■ INPUT DATA:

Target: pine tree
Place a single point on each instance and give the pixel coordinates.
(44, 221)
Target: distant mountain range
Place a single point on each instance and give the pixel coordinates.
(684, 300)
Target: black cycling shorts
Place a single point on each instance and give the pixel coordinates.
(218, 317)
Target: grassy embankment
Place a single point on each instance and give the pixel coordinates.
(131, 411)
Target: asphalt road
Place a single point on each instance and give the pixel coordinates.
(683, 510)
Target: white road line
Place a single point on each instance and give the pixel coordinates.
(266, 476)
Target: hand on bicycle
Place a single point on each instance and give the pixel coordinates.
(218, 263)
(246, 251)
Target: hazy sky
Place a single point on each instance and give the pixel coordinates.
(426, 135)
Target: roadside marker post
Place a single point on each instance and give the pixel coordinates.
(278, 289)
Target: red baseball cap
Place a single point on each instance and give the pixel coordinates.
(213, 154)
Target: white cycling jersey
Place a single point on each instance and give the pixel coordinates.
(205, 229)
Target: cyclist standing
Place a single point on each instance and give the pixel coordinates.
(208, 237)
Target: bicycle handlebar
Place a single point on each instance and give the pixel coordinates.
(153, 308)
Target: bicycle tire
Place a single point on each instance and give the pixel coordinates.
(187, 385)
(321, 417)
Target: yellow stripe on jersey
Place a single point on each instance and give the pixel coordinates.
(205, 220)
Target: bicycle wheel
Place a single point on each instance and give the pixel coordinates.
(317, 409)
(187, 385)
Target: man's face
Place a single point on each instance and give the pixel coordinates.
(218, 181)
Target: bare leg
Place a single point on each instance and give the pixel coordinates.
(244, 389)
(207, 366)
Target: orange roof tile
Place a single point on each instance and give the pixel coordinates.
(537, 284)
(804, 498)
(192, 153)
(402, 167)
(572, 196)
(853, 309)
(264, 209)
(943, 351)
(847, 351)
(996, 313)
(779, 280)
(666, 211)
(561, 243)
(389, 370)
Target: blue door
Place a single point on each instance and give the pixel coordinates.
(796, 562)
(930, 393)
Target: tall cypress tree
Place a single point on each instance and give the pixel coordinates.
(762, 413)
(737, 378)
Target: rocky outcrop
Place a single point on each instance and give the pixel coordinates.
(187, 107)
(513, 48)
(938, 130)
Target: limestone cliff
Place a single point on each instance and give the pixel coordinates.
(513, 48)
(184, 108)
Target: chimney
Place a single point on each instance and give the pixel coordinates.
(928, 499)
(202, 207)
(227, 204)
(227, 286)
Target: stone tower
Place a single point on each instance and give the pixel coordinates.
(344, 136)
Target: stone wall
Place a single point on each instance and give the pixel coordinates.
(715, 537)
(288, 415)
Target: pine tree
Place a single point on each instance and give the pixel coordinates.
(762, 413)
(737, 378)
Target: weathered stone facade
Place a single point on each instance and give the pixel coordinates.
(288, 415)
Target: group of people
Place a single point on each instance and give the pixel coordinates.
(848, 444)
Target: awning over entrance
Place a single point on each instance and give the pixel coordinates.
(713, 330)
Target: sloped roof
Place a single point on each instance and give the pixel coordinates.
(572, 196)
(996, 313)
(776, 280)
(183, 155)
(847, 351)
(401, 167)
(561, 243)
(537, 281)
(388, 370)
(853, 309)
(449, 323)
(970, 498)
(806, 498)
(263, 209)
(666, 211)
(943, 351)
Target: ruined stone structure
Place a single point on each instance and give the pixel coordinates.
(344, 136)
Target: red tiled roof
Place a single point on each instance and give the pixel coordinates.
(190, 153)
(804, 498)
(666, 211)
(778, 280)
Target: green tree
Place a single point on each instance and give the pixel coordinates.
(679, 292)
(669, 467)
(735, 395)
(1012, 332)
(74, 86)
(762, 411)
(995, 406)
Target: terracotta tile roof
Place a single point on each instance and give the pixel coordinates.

■ TASK GOAL: Working through the records above, copy each one exactly.

■ THE COMPLETED TASK:
Target: pine tree
Place a single point on each instance and give the pixel coordinates.
(44, 221)
Target: distant mountain range
Place a single point on each instance and give the pixel coordinates.
(684, 300)
Target: black cycling shorts
Place a single point on each instance and give the pixel coordinates.
(218, 317)
Target: grassy embankment
Place a single point on each instance and give the pixel coordinates.
(131, 411)
Target: asphalt road
Place a single point on each instance and give the pixel coordinates.
(683, 510)
Target: white road line
Place a single point on each instance and give the pixel coordinates.
(266, 476)
Target: hand on bicycle
Place a single point on each instance and give the pixel coordinates.
(218, 263)
(246, 251)
Target: hazy sky
Place a single point on each instance and give the pixel coordinates.
(426, 135)
Target: roadside marker post
Place a single point on each instance and give the pixel coordinates.
(278, 289)
Target: red baseball cap
Place a single point on each instance and give the pixel coordinates.
(213, 154)
Target: white cycling jersey
Place a single point on each instance and give the pixel coordinates.
(205, 229)
Target: cyclist standing
Place a single point on each instance and give the pixel coordinates.
(208, 237)
Target: bicycle handlebar
Place a single point on each instance and give the pixel coordinates.
(153, 308)
Target: bicycle tire
Place a single point on each instance and give the pixel coordinates.
(187, 385)
(321, 417)
Target: yellow stripe on jersey
Place a single point on each instance and give the pixel coordinates.
(205, 220)
Target: bicycle wheel
Place a single point on each instance and give the pixel coordinates.
(317, 409)
(187, 385)
Target: man's face
Place a single point on each instance and give the pixel coordinates.
(218, 181)
Target: bare leg
Place a single point on each instance and give the pixel coordinates.
(244, 389)
(207, 366)
Target: orange roof tile
Place a single point on each instance and give the pixel coordinates.
(537, 284)
(804, 498)
(192, 153)
(402, 167)
(572, 196)
(853, 309)
(264, 209)
(943, 351)
(847, 351)
(996, 313)
(779, 280)
(666, 211)
(561, 243)
(389, 370)
Target: blue door
Place a single point on each instance and give the pixel coordinates.
(796, 562)
(930, 393)
Target: tall cypress tree
Place a single point on each instance and give the pixel coordinates.
(762, 413)
(737, 378)
Target: rocky outcrop
Place a single point on each instance and give the pixel coordinates.
(187, 107)
(513, 48)
(938, 130)
Target: limestone cliff
Place a single point on each instance and give the pixel coordinates.
(513, 48)
(184, 108)
Target: chimney
Place a single point on each instance and give the pixel coordinates.
(928, 499)
(202, 207)
(227, 204)
(227, 286)
Target: stone tower
Place a single point on each instance and give the pixel coordinates.
(344, 136)
Target: stone wall
Place a single point on each instance and give the pixel coordinates.
(715, 537)
(288, 415)
Target: pine tree
Place a single point on each instance and give the pixel coordinates.
(762, 413)
(737, 378)
Target: weathered stone facade
Place a single point on each instance and give the pixel coordinates.
(288, 415)
Target: group of people
Place a single point on each instance and give the pixel coordinates.
(848, 444)
Target: awning over entrance
Place a single point on each instance and give the pixel coordinates.
(713, 330)
Target: sloped roof
Place a single point on each instance and give the pixel coordinates.
(572, 196)
(996, 313)
(776, 280)
(183, 155)
(847, 351)
(401, 167)
(561, 243)
(537, 281)
(388, 370)
(853, 309)
(449, 323)
(970, 498)
(806, 498)
(263, 209)
(666, 211)
(943, 351)
Target: ruined stone structure
Place a single point on each instance and give the pixel coordinates.
(344, 136)
Target: red tiled roof
Place a single point on each instance and give the pixel coordinates.
(190, 153)
(804, 498)
(666, 211)
(778, 280)
Target: green tree
Place a single point on each instance and give the pixel coordinates.
(679, 292)
(669, 467)
(735, 395)
(1012, 332)
(74, 86)
(762, 411)
(995, 406)
Target: terracotta tile roof
Place a single point on each instance and give the pixel coordinates.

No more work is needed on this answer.